TASK DETAILS
Your task is to print every entry below exactly as given.

EXTRACTED DATA

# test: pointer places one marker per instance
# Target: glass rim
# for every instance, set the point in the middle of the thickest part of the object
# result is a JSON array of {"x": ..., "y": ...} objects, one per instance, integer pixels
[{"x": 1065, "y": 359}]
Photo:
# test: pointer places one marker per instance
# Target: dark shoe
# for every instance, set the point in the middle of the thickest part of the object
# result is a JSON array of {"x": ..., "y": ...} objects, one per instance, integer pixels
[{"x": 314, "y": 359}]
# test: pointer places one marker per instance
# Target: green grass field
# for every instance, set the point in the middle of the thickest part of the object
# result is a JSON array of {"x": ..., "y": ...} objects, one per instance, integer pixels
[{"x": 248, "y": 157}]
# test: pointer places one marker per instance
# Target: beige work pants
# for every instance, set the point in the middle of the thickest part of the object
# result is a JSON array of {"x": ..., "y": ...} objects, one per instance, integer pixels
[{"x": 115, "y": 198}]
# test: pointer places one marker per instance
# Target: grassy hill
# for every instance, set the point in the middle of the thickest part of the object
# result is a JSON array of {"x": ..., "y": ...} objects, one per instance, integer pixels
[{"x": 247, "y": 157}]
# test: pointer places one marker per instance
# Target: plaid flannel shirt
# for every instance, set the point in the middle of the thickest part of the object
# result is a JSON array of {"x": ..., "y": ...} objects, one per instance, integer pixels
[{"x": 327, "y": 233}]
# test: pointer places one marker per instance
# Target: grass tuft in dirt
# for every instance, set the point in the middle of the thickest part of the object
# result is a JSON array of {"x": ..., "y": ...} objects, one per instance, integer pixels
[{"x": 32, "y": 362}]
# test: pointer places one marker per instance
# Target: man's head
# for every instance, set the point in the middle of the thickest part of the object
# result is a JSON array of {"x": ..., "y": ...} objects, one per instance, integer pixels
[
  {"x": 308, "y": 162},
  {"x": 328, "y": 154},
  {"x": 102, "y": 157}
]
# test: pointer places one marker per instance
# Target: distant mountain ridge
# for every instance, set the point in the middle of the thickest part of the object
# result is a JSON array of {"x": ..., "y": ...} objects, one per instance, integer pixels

TASK SOLUTION
# test: pointer places one marker per instance
# Target: glass rim
# for every instance, set the point in the middle of the thickest part of the object
# result is a JSON array of {"x": ..., "y": ...} objects, one per instance, integer pixels
[{"x": 1065, "y": 359}]
Photo:
# test: pointer places one marker per instance
# Target: dark shoe
# for every instance, set the point in the middle of the thickest part of the object
# result is a JSON array of {"x": ..., "y": ...} objects, one per instance, integer pixels
[{"x": 314, "y": 359}]
# test: pointer places one marker per instance
# Target: green grass field
# for every instance, set the point in the middle of the thickest part of the object
# result is a JSON array of {"x": ..., "y": ...} objects, one per instance, integer pixels
[{"x": 248, "y": 157}]
# test: pointer places one marker per instance
# Target: beige work pants
# for every instance, set the point in the middle of the thickest part of the object
# result is a JSON array of {"x": ..., "y": ...} objects, one per instance, integer pixels
[{"x": 115, "y": 198}]
# test: pointer places one marker per instance
# Target: grassy hill
# for every instance, set the point in the middle of the thickest part of the object
# result is a JSON array of {"x": ..., "y": ...} objects, one per instance, integer pixels
[{"x": 247, "y": 157}]
# test: pointer places one marker per instance
# Target: plaid flannel shirt
# for every instance, set the point in the middle of the thickest part of the object
# result is a JSON array of {"x": ..., "y": ...} objects, one per instance, integer pixels
[{"x": 327, "y": 233}]
# test: pointer places one marker per instance
# Target: grass tuft in dirt
# for every instance, set the point in the middle of the thickest part of the object
# result is a JSON array of {"x": ..., "y": ...} objects, one per instance, integer pixels
[{"x": 32, "y": 362}]
# test: pointer places one marker per instance
# Target: man's head
# for every instance, set the point in the middle of the thickest part of the object
# result is a JSON array of {"x": ..., "y": ...} objects, one per instance, integer pixels
[
  {"x": 308, "y": 162},
  {"x": 328, "y": 154},
  {"x": 102, "y": 157}
]
# test: pointer places one marker per instance
# Target: distant mountain ridge
# for every instance, set the point in the middle of the thickest part of the object
# result is a JSON array of {"x": ..., "y": ...} objects, one per instance, integer pixels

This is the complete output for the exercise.